■ EXERCISE INSTRUCTIONS
Exactly as written, output each of the lines below, with no images.

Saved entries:
# # # # # # #
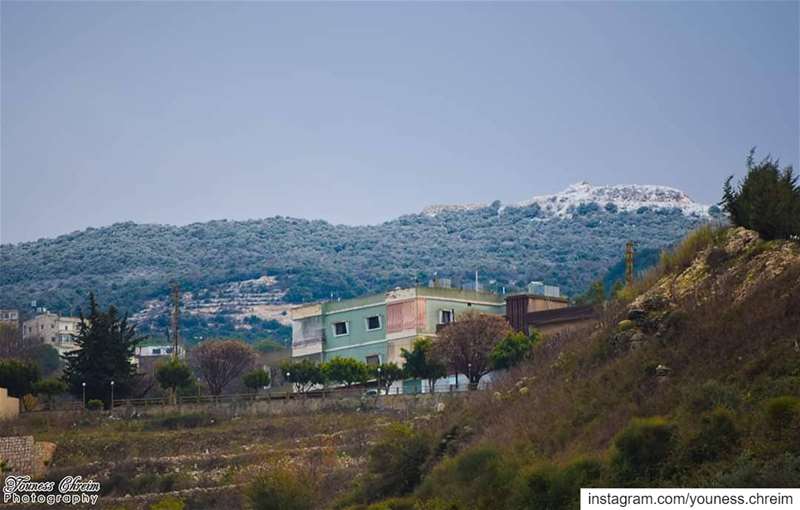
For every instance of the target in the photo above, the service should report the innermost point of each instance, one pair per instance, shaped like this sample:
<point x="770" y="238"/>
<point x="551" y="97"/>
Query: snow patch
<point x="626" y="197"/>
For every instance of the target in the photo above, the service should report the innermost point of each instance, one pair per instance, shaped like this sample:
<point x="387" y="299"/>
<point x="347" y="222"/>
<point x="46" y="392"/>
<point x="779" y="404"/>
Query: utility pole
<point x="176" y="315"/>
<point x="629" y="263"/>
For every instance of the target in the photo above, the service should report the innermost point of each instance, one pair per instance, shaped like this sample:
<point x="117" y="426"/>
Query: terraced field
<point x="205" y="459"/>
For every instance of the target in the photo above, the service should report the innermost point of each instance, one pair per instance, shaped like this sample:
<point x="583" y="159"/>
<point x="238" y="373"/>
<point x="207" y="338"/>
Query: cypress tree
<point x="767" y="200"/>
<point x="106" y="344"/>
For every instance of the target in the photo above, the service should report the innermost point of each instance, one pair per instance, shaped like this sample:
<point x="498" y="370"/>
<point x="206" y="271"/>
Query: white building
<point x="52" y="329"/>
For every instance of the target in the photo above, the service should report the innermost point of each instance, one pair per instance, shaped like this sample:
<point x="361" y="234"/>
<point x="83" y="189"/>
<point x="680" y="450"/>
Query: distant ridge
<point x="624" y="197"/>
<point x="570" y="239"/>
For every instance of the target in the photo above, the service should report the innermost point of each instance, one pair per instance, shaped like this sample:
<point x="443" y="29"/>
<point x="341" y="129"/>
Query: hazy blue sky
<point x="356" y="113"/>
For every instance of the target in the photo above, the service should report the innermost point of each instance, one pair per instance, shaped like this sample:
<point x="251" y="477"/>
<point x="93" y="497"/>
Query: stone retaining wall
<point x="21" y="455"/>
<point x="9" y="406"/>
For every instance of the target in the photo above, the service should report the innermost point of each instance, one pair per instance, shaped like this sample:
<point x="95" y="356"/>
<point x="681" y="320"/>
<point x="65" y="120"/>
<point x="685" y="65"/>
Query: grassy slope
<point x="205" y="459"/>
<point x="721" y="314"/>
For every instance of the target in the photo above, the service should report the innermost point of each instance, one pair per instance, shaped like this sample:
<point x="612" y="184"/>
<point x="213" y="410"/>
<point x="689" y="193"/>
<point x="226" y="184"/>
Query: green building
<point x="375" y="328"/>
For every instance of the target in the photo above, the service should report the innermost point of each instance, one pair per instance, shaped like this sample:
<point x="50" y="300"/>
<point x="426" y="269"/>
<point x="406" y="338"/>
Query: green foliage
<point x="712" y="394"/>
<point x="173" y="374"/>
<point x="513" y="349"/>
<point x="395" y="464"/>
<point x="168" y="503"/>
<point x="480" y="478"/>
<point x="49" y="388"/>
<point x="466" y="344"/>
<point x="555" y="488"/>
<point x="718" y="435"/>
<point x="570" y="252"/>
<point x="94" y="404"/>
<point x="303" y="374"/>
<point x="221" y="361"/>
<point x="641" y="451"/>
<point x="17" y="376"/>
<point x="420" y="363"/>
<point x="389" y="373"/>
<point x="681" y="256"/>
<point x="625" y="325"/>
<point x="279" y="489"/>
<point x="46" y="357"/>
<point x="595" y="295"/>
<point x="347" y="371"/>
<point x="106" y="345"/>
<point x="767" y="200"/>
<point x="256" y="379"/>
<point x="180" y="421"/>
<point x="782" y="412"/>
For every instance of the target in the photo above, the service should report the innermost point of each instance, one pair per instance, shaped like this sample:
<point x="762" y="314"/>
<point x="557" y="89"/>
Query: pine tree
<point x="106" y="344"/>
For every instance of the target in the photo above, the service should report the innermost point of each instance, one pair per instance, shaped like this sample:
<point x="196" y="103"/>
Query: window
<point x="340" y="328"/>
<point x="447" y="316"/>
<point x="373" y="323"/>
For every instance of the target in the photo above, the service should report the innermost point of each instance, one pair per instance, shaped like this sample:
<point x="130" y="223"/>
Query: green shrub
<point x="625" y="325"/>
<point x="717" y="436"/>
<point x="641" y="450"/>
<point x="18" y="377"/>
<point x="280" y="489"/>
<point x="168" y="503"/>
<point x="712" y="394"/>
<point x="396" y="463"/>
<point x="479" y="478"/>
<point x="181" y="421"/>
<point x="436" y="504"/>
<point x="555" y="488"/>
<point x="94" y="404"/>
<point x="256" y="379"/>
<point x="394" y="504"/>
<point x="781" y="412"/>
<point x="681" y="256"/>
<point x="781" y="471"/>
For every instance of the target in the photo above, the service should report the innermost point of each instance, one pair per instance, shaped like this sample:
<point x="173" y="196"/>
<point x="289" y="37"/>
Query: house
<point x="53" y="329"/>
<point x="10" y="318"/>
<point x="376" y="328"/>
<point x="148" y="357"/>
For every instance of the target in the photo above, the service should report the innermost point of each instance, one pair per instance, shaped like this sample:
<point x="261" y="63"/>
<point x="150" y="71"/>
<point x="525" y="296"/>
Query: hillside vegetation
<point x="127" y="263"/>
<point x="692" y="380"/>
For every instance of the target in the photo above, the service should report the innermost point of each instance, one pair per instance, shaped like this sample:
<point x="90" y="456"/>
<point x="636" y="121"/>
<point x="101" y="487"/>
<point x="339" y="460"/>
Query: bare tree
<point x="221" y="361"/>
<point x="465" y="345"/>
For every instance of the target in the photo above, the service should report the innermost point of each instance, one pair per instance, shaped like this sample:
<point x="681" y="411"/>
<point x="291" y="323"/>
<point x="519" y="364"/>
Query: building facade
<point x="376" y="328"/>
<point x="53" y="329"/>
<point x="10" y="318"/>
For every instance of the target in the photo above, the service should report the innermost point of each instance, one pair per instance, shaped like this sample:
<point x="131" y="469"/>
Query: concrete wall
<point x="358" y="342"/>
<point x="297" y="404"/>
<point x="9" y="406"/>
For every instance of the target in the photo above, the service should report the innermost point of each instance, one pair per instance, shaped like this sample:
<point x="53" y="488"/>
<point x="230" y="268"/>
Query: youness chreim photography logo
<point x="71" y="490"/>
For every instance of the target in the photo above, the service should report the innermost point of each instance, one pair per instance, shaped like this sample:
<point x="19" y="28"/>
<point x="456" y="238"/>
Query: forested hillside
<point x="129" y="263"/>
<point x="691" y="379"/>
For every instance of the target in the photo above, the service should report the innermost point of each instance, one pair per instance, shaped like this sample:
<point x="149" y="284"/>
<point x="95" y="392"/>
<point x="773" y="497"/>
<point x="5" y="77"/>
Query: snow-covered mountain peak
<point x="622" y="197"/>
# # # # # # #
■ EXERCISE SOLUTION
For every instance of the target in the photo above, the service should report the innermost point of each instance, one pair per instance, shaped like this sample:
<point x="770" y="238"/>
<point x="551" y="97"/>
Query: snow patch
<point x="626" y="197"/>
For every instance of the target in the photo above, the service should report the innermost point of each instance, one pair per instance, shaped like this sample:
<point x="387" y="299"/>
<point x="347" y="222"/>
<point x="46" y="392"/>
<point x="779" y="404"/>
Query: utility pole
<point x="176" y="315"/>
<point x="629" y="263"/>
For every instance of the target in the photo above, the service should report the innermost point of each instance, one pair per instance, shaped like this sample:
<point x="117" y="426"/>
Query: terraced field
<point x="205" y="459"/>
For every instance of the target in the photo above, the service should report the innermost point of each instance, one pair per instance, shaped like this sample:
<point x="583" y="159"/>
<point x="238" y="373"/>
<point x="207" y="338"/>
Query: cypress tree
<point x="767" y="200"/>
<point x="106" y="344"/>
For every instance of the target in the photo above, the service should report the innermost point of each instance, one pair per instance, shaped like this sample:
<point x="498" y="370"/>
<point x="206" y="271"/>
Query: white building
<point x="52" y="329"/>
For every instance of the target in the photo above, the service should report the innermost point of each instance, one pair per instance, shaped like this sample:
<point x="361" y="234"/>
<point x="83" y="189"/>
<point x="680" y="450"/>
Query: distant ridge
<point x="624" y="197"/>
<point x="570" y="239"/>
For every instance of the target in the photo above, the service should report the innermost point of each instance, one pair per instance, shaped like this sample:
<point x="443" y="29"/>
<point x="341" y="129"/>
Query: hazy blue sky
<point x="356" y="113"/>
For every instance of the target in the photo above, the service should report the innermost point of each instance, one pair per instance, shaped like this sample:
<point x="251" y="477"/>
<point x="93" y="497"/>
Query: stone retaining wall
<point x="21" y="455"/>
<point x="9" y="406"/>
For every instance of the target in the photo above, the service should report the innermost point of each instance, one pair per instance, shaped like this sample:
<point x="95" y="356"/>
<point x="681" y="320"/>
<point x="65" y="120"/>
<point x="685" y="65"/>
Query: grassy slope
<point x="205" y="459"/>
<point x="721" y="314"/>
For every instance of the target in the photo above, the service should report the innermost point of each instance, one pair per instance, shaped like this sample:
<point x="612" y="184"/>
<point x="213" y="410"/>
<point x="689" y="193"/>
<point x="226" y="184"/>
Query: green building
<point x="375" y="328"/>
For every instance of the target in the photo above, the service should report the innermost point of each instance, one pair per instance, shaped like this sample:
<point x="50" y="300"/>
<point x="426" y="269"/>
<point x="406" y="338"/>
Query: green foliage
<point x="712" y="394"/>
<point x="173" y="374"/>
<point x="513" y="349"/>
<point x="395" y="464"/>
<point x="168" y="503"/>
<point x="480" y="478"/>
<point x="49" y="388"/>
<point x="466" y="344"/>
<point x="555" y="488"/>
<point x="718" y="435"/>
<point x="570" y="252"/>
<point x="94" y="404"/>
<point x="303" y="374"/>
<point x="221" y="361"/>
<point x="641" y="451"/>
<point x="17" y="376"/>
<point x="420" y="363"/>
<point x="389" y="373"/>
<point x="681" y="256"/>
<point x="625" y="325"/>
<point x="279" y="489"/>
<point x="46" y="357"/>
<point x="595" y="295"/>
<point x="347" y="371"/>
<point x="106" y="345"/>
<point x="767" y="200"/>
<point x="256" y="379"/>
<point x="180" y="421"/>
<point x="782" y="412"/>
For every instance of the target in the photo above, the service should report the innermost point of each instance, one pair per instance, shaped like this sample:
<point x="762" y="314"/>
<point x="557" y="89"/>
Query: pine tree
<point x="106" y="344"/>
For every instance of the target in the photo above, the service should report the innermost point of each instance, one pair per instance, shaped like this sample:
<point x="196" y="103"/>
Query: window
<point x="340" y="328"/>
<point x="447" y="316"/>
<point x="373" y="323"/>
For every instance of the target in the photo above, the service should report the innermost point of each instance, one pair per instance, shaped like this sample:
<point x="130" y="223"/>
Query: green shrub
<point x="625" y="325"/>
<point x="717" y="436"/>
<point x="641" y="450"/>
<point x="18" y="377"/>
<point x="280" y="489"/>
<point x="168" y="503"/>
<point x="712" y="394"/>
<point x="396" y="463"/>
<point x="479" y="478"/>
<point x="181" y="421"/>
<point x="436" y="504"/>
<point x="555" y="488"/>
<point x="94" y="404"/>
<point x="256" y="379"/>
<point x="394" y="504"/>
<point x="781" y="412"/>
<point x="681" y="256"/>
<point x="781" y="471"/>
For every instance of the target in the photo above, the service should report the innermost point of each instance, one pair per instance, shaped like this sample:
<point x="173" y="196"/>
<point x="289" y="37"/>
Query: house
<point x="53" y="329"/>
<point x="10" y="318"/>
<point x="376" y="328"/>
<point x="148" y="357"/>
For every instance of the target in the photo above, the service should report the innermost point of each instance, one pair per instance, shaped like this sample:
<point x="261" y="63"/>
<point x="150" y="71"/>
<point x="525" y="296"/>
Query: hillside vegetation
<point x="127" y="263"/>
<point x="692" y="380"/>
For every instance of the target in the photo above, the service should report the innermost point of each instance, one pair per instance, shaped like this sample:
<point x="90" y="456"/>
<point x="636" y="121"/>
<point x="101" y="487"/>
<point x="339" y="460"/>
Query: bare tree
<point x="221" y="361"/>
<point x="465" y="345"/>
For every instance of the target in the photo above, the service should report the innermost point of each instance, one pair per instance, shaped like this sample:
<point x="681" y="411"/>
<point x="291" y="323"/>
<point x="519" y="364"/>
Query: building facade
<point x="376" y="328"/>
<point x="53" y="329"/>
<point x="10" y="318"/>
For every instance of the target in the photo above, the service should report the innermost point of each instance, one pair per instance, shaped like this sample:
<point x="131" y="469"/>
Query: concrete wall
<point x="358" y="342"/>
<point x="297" y="404"/>
<point x="9" y="406"/>
For every instance of the target in the photo above, the service should report the innermost point of each instance, one pair per instance, shaped like this sample:
<point x="53" y="488"/>
<point x="230" y="268"/>
Query: youness chreim photography logo
<point x="71" y="490"/>
For every instance of the target in the photo above, the service should report the innermost point of each instance, one pair per instance, shaped like this sample:
<point x="19" y="28"/>
<point x="456" y="238"/>
Query: forested hillside
<point x="129" y="263"/>
<point x="691" y="379"/>
For every instance of the target in the photo above, the service should report the innermost point of each instance, one pair per instance, shaped like this sample:
<point x="149" y="284"/>
<point x="95" y="392"/>
<point x="773" y="497"/>
<point x="5" y="77"/>
Query: snow-covered mountain peak
<point x="622" y="197"/>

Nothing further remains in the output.